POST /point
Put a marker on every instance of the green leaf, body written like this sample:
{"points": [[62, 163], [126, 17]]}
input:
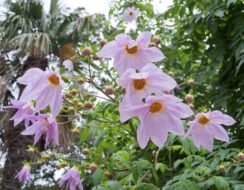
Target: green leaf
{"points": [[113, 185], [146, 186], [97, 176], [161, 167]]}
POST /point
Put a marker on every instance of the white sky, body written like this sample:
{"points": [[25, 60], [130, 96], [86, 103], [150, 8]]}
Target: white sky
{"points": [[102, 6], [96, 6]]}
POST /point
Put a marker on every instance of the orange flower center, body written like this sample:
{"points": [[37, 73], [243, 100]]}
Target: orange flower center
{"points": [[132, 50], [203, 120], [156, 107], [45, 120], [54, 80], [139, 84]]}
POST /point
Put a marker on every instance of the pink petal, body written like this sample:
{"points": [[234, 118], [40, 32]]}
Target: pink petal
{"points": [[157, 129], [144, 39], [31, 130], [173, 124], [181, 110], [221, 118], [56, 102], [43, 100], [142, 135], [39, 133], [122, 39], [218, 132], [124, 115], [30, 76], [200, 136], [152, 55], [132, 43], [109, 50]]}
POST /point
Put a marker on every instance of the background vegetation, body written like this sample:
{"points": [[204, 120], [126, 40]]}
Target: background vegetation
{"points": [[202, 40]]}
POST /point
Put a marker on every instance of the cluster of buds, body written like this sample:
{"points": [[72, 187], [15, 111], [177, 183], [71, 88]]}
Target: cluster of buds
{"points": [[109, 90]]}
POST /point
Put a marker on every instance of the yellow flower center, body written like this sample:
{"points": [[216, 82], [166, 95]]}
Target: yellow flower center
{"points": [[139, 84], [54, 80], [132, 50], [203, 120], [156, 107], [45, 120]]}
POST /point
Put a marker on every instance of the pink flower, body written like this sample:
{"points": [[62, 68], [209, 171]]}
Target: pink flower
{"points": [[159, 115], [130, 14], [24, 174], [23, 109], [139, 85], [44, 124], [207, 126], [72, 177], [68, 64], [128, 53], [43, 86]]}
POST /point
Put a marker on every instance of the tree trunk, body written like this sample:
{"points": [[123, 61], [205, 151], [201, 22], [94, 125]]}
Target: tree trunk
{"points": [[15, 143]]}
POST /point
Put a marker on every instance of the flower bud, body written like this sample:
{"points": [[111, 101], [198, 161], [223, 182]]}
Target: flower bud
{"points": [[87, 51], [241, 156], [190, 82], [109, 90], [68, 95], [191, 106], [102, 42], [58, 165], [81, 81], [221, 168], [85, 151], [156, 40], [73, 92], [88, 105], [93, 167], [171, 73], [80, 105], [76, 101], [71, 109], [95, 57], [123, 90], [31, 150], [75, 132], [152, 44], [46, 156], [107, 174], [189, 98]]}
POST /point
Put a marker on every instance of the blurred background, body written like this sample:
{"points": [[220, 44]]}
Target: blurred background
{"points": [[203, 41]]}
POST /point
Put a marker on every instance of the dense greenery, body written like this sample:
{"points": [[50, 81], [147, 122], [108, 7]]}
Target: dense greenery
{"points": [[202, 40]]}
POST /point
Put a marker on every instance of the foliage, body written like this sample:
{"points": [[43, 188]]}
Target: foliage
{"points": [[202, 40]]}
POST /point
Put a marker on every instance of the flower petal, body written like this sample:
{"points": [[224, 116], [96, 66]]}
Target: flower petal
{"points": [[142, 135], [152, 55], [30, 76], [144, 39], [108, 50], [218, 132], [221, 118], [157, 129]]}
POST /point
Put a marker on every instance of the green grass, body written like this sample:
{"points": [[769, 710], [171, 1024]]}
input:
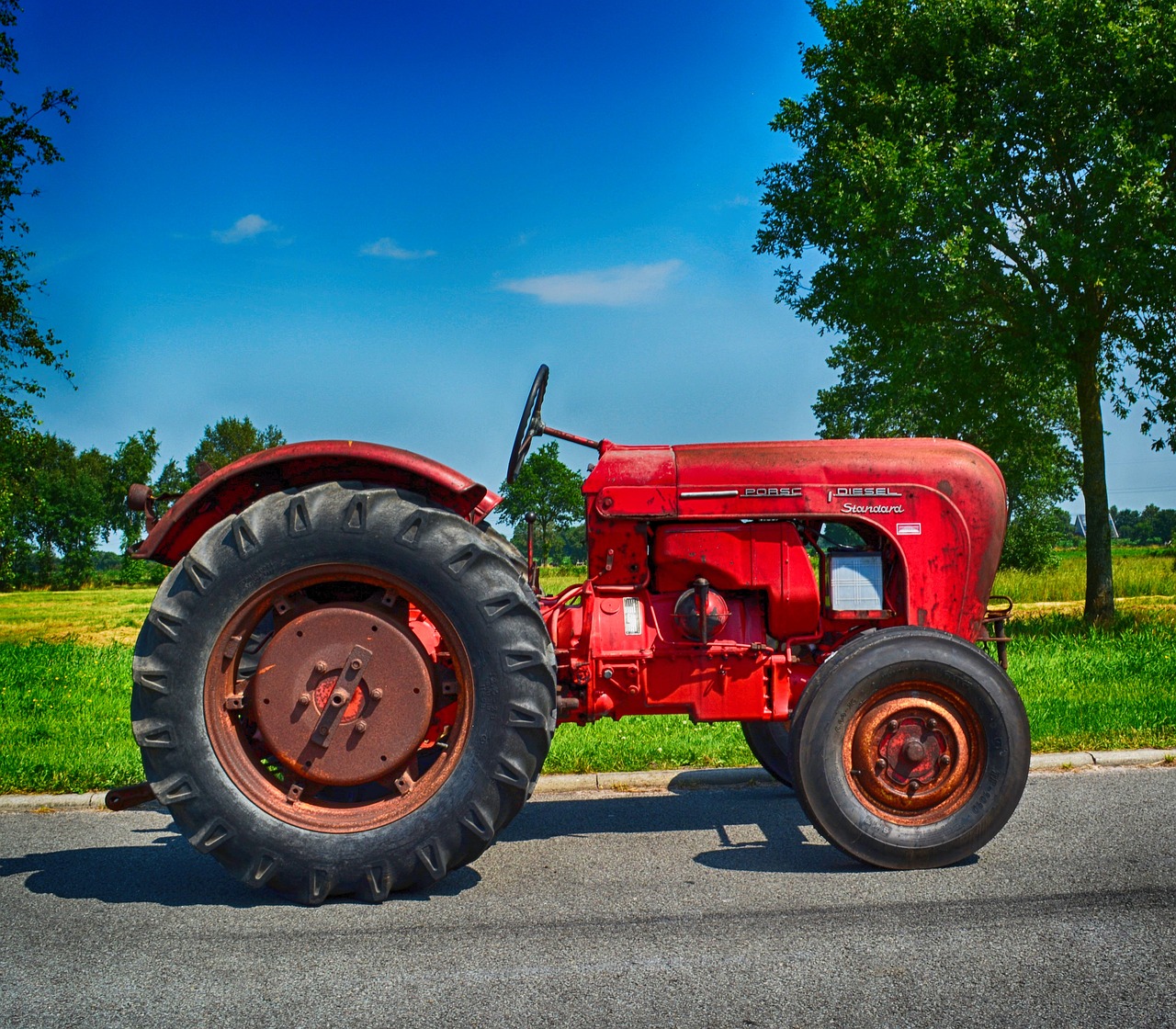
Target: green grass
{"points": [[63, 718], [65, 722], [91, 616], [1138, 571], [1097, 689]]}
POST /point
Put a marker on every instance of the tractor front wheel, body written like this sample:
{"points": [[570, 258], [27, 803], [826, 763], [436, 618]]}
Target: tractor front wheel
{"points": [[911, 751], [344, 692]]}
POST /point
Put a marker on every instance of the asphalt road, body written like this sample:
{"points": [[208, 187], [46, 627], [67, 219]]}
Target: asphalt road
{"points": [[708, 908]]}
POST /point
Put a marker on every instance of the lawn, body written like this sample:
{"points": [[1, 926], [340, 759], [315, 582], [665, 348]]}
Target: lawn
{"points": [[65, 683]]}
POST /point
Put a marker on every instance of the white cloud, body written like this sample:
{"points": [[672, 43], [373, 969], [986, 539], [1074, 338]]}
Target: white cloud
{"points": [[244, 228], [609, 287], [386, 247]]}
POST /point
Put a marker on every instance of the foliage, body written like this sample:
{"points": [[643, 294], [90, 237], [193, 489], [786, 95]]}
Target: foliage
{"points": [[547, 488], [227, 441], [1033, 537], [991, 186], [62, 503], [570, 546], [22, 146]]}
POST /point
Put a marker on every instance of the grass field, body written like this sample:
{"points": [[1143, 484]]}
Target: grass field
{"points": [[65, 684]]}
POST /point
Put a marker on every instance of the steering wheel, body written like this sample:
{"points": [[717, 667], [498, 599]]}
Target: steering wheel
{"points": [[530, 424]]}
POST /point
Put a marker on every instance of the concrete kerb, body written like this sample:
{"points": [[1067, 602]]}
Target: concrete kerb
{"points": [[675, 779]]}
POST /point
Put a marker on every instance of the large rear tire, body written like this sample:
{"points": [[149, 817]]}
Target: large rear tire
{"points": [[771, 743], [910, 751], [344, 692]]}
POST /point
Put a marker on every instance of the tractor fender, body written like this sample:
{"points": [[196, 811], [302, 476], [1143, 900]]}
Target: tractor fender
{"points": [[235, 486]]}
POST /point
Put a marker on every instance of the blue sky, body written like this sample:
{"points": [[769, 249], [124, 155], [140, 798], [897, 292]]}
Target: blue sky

________

▶ [EXERCISE INSTRUCTIONS] Nothing but the text is wanted: repeat the data above exactly, without its images.

▶ [TASK SOLUTION]
POST /point
Put a marker on every instance of the green leaf, body written like this sample:
{"points": [[62, 163], [126, 17]]}
input:
Target: green leaf
{"points": [[113, 185], [146, 186], [97, 176], [161, 167]]}
POST /point
Put a marker on every instance of the white sky, body written like this sample:
{"points": [[25, 60], [130, 96], [86, 103], [150, 8]]}
Target: white sky
{"points": [[102, 6], [96, 6]]}
POST /point
Put a marker on every instance of the orange flower center, body written like this sample:
{"points": [[37, 73], [243, 100]]}
Target: orange flower center
{"points": [[132, 50], [203, 120], [156, 107], [45, 120], [54, 80], [139, 84]]}
POST /point
Put a marker on every instance of the pink petal, body written like this sample:
{"points": [[234, 118], [40, 32]]}
Target: pink petal
{"points": [[157, 129], [144, 39], [31, 130], [173, 124], [181, 110], [221, 118], [56, 102], [43, 100], [142, 135], [39, 133], [122, 39], [218, 132], [124, 115], [30, 76], [200, 136], [152, 55], [132, 43], [109, 50]]}
POST /point
Put a marker on every instance of the background vegetation, body written like this sample:
{"points": [[204, 120], [126, 40]]}
Target: background vegetation
{"points": [[202, 40]]}
POST /point
Put a marker on every instance of the cluster of buds, body written like this sample:
{"points": [[72, 187], [15, 111], [177, 183], [71, 88]]}
Target: cluster of buds
{"points": [[109, 90]]}
POST /point
Put a marker on every instance of the yellow flower center, body written like this sample:
{"points": [[216, 82], [166, 95]]}
Target: yellow flower center
{"points": [[139, 84], [54, 80], [132, 50], [203, 120], [156, 107], [45, 120]]}
POST /point
Put a marker on every instance of the pink flower, body written like this sample:
{"points": [[62, 68], [209, 171]]}
Target: pink flower
{"points": [[159, 115], [130, 14], [24, 174], [23, 109], [139, 85], [44, 124], [207, 126], [72, 177], [68, 64], [128, 53], [43, 86]]}
POST /point
Put a marker on every instance of the tree trunk, body written like this sample:
{"points": [[123, 61], [205, 151], [201, 22], [94, 125]]}
Target: tree trunk
{"points": [[15, 143]]}
POST /point
Put a marker on every instance of the flower bud, body written like this sample:
{"points": [[111, 101], [198, 161], [223, 182]]}
Target: flower bud
{"points": [[87, 51], [241, 156], [190, 82], [109, 90], [68, 95], [191, 106], [102, 42], [58, 165], [81, 81], [221, 168], [85, 151], [156, 40], [73, 92], [88, 105], [93, 167], [171, 73], [80, 105], [76, 101], [71, 109], [95, 57], [123, 90], [31, 150], [75, 132], [152, 44], [46, 156], [107, 174], [189, 98]]}
POST /point
Put a marker on every instance of the blurred background, body written like this sample:
{"points": [[220, 44]]}
Target: blurred background
{"points": [[203, 41]]}
POST /point
Put a marker on every instance of the dense greenery, body written like this sample:
{"points": [[50, 81], [147, 122], [108, 7]]}
Target: dense greenery
{"points": [[202, 40]]}
POST /point
Put a marker on every instance of the foliage, body written like this sample:
{"points": [[43, 188]]}
Target: foliage
{"points": [[202, 40]]}
POST /point
Put a marker on every instance of the flower petal, body written like this sample:
{"points": [[224, 116], [96, 66]]}
Target: flower petal
{"points": [[142, 135], [152, 55], [30, 76], [144, 39], [108, 50], [218, 132], [221, 118], [157, 129]]}
POST /point
Put a marker on every instance of the green grass, body written like this sample:
{"points": [[769, 710], [171, 1024]]}
input:
Target: green grass
{"points": [[63, 718], [65, 722], [91, 616], [1138, 571], [1097, 689]]}
POST /point
Put a marker on every instance of the tractor front wheel, body written like this sample:
{"points": [[570, 258], [27, 803], [826, 763], [436, 618]]}
Target: tractor front wheel
{"points": [[911, 751], [344, 692]]}
POST /point
Put a marker on every instance of the asphalt road, body written like this sample:
{"points": [[208, 187], [46, 627], [67, 219]]}
Target: asphalt road
{"points": [[708, 908]]}
POST /point
Put a marker on every instance of the lawn, body written like this sample:
{"points": [[1, 926], [340, 759], [315, 582], [665, 348]]}
Target: lawn
{"points": [[65, 683]]}
POST /point
Put a marker on every instance of the white cloud, body written like this sample:
{"points": [[672, 43], [373, 969], [986, 539], [1074, 338]]}
Target: white cloud
{"points": [[244, 228], [609, 287], [386, 247]]}
POST /point
Put a marker on every instance of the foliage, body written like this sample:
{"points": [[643, 294], [90, 237], [193, 489], [786, 95]]}
Target: foliage
{"points": [[547, 488], [227, 441], [1033, 537], [991, 186], [62, 503], [570, 546], [22, 146]]}
POST /point
Put a marker on every instance of the grass field, body written like this sample:
{"points": [[1143, 484]]}
Target: grass field
{"points": [[65, 684]]}
POST /point
Put a marker on every instance of the steering wheel, body written like this sample:
{"points": [[717, 667], [498, 599]]}
Target: steering wheel
{"points": [[530, 424]]}
POST /point
Put a marker on every instance of the concrete kerb, body written like this sample:
{"points": [[1067, 602]]}
Target: concrete kerb
{"points": [[675, 779]]}
POST /point
Put a marker on every instance of the large rear tire, body written like this sample:
{"points": [[149, 817]]}
Target: large rear tire
{"points": [[771, 743], [910, 751], [344, 692]]}
POST /point
Put a marker on every instance of the tractor fender, body written like this sample:
{"points": [[196, 811], [302, 476], [1143, 900]]}
Target: tractor fender
{"points": [[235, 486]]}
POST /point
Put a marker on every instance of the blue sky, body written like this sample:
{"points": [[769, 249], [124, 155], [140, 798], [897, 292]]}
Target: blue sky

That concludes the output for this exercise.